→ STATED PROBLEM: Rewrite the records from the start through the line containing "top-left (535, 171), bottom-right (561, 227)", replacing "lit window" with "illuminated window" and leaving everything else unchanged.

→ DATA SHOWN:
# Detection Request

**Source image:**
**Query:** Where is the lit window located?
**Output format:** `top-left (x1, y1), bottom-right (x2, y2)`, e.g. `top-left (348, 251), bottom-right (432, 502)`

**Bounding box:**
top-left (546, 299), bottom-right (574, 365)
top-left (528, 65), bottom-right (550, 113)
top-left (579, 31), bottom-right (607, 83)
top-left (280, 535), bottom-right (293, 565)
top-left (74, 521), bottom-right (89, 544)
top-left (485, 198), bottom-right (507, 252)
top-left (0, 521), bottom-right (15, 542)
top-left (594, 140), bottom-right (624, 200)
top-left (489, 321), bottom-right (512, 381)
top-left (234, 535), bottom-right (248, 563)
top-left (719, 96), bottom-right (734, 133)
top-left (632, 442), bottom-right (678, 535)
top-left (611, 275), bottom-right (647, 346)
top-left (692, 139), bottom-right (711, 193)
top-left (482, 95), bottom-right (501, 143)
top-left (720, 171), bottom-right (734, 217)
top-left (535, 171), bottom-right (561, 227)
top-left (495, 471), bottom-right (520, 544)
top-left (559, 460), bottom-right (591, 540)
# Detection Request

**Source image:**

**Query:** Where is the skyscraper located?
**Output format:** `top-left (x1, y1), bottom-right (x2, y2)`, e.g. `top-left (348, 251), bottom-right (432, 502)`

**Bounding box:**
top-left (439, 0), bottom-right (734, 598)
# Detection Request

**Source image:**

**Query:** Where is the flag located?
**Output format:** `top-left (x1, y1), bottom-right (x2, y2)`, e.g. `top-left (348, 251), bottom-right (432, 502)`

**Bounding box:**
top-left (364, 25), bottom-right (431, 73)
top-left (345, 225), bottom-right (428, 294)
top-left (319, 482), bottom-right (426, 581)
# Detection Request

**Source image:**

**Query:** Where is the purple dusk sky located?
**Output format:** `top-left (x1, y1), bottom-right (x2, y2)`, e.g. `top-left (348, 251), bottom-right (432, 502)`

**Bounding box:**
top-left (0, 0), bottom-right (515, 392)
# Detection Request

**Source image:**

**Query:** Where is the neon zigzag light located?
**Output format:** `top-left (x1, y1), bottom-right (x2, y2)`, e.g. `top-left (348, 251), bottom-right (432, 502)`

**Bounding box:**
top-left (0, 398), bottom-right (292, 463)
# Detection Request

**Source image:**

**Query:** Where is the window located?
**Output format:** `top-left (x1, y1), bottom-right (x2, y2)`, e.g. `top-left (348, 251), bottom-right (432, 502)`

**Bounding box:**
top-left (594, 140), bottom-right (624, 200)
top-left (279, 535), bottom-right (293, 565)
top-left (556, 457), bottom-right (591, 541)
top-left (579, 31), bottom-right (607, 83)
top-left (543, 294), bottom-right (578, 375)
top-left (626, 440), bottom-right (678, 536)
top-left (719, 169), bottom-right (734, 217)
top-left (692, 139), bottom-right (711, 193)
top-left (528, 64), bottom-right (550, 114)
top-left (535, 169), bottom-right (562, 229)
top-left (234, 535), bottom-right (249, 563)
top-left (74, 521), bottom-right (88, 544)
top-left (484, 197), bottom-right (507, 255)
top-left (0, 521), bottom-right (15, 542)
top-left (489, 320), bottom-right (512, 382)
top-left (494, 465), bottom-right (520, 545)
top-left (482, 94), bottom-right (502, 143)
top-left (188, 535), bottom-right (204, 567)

→ WORKED SOLUTION:
# Detection Request

**Source image:**
**Query:** Where is the illuminated window located?
**Output format:** `top-left (x1, y1), bottom-right (x2, y2)`, e.g. `top-left (348, 251), bottom-right (432, 502)`

**Bounding box:**
top-left (546, 299), bottom-right (574, 365)
top-left (528, 65), bottom-right (550, 113)
top-left (579, 31), bottom-right (607, 83)
top-left (280, 535), bottom-right (293, 565)
top-left (74, 521), bottom-right (89, 544)
top-left (485, 198), bottom-right (507, 252)
top-left (0, 521), bottom-right (15, 542)
top-left (594, 140), bottom-right (624, 200)
top-left (489, 321), bottom-right (512, 381)
top-left (234, 535), bottom-right (248, 563)
top-left (719, 96), bottom-right (734, 133)
top-left (632, 442), bottom-right (678, 535)
top-left (611, 275), bottom-right (647, 346)
top-left (692, 139), bottom-right (711, 193)
top-left (482, 95), bottom-right (501, 143)
top-left (720, 171), bottom-right (734, 217)
top-left (535, 171), bottom-right (561, 227)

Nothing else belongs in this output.